--- Instructions for the task ---
From the entries that follow, list every line in which the string "mountain" appears.

--- Input records ---
----------------------------------------

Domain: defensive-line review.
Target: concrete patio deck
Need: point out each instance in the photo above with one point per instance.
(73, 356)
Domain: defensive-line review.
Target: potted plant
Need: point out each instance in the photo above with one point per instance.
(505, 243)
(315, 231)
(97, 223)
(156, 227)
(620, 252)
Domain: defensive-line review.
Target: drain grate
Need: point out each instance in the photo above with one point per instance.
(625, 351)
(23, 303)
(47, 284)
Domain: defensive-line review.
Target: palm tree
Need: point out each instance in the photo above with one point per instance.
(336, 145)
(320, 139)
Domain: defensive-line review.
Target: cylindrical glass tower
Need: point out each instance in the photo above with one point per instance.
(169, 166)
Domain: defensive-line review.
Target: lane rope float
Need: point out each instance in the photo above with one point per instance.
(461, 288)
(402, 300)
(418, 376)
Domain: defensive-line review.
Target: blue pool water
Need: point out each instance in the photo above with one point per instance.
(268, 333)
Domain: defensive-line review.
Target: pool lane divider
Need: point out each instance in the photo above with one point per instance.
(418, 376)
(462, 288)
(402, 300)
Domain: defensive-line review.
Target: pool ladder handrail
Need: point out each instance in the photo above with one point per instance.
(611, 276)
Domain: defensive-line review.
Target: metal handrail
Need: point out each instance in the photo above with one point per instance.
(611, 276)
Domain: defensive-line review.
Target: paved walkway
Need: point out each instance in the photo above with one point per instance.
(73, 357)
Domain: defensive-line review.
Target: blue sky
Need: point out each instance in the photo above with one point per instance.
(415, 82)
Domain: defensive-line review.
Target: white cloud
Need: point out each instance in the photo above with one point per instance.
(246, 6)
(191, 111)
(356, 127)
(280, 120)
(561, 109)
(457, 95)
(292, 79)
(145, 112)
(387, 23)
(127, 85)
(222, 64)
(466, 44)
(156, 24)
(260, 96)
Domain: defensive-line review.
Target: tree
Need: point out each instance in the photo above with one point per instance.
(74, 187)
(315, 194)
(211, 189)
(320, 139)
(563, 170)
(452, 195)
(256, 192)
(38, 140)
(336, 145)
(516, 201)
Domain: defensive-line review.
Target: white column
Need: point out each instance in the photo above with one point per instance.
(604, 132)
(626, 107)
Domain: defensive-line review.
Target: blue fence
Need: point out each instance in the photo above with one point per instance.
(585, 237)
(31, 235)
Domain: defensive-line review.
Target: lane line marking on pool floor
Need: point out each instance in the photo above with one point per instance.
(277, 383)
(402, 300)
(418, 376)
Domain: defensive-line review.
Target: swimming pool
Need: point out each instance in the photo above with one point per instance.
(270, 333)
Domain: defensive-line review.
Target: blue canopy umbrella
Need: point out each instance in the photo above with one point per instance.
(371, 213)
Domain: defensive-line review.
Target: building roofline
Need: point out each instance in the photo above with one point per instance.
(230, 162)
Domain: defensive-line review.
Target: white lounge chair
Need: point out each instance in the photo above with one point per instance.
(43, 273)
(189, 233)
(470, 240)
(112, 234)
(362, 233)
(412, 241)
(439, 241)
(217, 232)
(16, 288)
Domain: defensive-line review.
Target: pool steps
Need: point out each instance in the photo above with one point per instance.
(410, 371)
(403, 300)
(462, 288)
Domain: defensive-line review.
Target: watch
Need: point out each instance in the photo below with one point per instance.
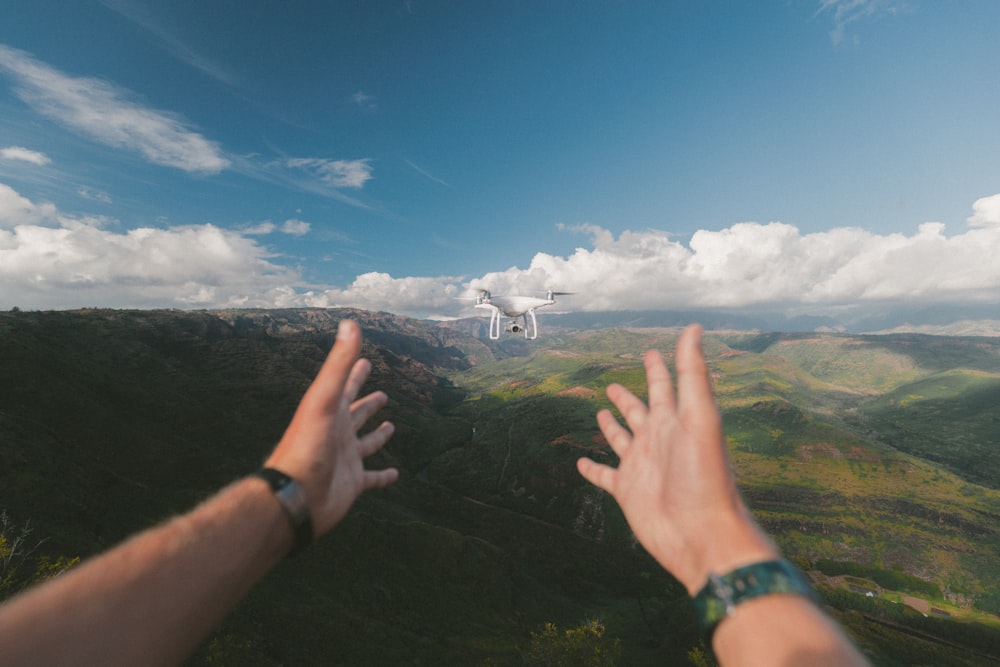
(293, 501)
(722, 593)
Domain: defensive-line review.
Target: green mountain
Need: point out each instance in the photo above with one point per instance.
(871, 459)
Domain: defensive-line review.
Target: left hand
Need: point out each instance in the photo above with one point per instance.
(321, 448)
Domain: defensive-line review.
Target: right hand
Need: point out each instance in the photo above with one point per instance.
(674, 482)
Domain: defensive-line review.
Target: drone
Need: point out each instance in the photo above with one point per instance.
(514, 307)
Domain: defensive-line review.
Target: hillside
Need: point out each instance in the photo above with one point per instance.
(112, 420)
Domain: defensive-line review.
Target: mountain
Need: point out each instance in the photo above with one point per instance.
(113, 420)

----------------------------------------

--- Reply to the task ---
Target: green mountain
Target: mountain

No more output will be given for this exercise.